* **DIRECTIVE**
Copy the listing below line for line, with no changes.

Point annotation records
________________________________________
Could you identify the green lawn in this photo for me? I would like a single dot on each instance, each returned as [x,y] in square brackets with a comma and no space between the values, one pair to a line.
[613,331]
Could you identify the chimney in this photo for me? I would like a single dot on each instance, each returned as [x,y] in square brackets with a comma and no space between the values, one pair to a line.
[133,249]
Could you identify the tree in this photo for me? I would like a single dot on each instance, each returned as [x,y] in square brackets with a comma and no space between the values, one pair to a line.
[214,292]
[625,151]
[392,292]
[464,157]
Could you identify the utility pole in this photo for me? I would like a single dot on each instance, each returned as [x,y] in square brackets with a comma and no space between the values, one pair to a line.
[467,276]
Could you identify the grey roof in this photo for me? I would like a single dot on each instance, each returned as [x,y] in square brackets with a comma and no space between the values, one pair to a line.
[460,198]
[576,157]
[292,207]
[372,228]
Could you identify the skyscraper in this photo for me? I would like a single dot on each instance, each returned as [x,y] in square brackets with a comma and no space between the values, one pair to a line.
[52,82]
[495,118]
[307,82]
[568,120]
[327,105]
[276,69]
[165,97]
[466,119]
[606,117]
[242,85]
________________________________________
* **OUTPUT BELOW**
Could you identify the green lawn in this photo for me? I would like a single dot on each instance, each returned as [x,y] in square brackets with a comma and no space between the values, one pair to a line.
[613,331]
Could you identify the chimney in this photo for me? I would like a single dot on each instance, each returned as [x,y] in square brackets with a comma and no space between the values, one pair to a line.
[133,249]
Could you identify the tree in this photo for me? I would like a single dot on each instance, each returned as [x,y] in square brackets with a comma and no space between the values, one pair to a line.
[214,292]
[625,151]
[392,292]
[464,157]
Could you identify the utility pole in this photo for me? I would like a single dot on each instance, each returned as [x,y] in square brackets with a comma and no space between the values, one pair to a line.
[467,276]
Could you identify the grey roof in this photo for me? I would like a single dot on each instance, each returned as [x,y] in square brackets with a comma and no space between the values, one pair to a line.
[460,198]
[576,157]
[292,207]
[372,228]
Could you identify the skyscraper in this photo for me? I would like a single dot on each instance, each returned as [x,y] in square brackets with a comma and no space between the values, one pair to a line.
[52,82]
[495,118]
[307,82]
[568,120]
[327,105]
[276,69]
[165,97]
[466,119]
[606,117]
[242,85]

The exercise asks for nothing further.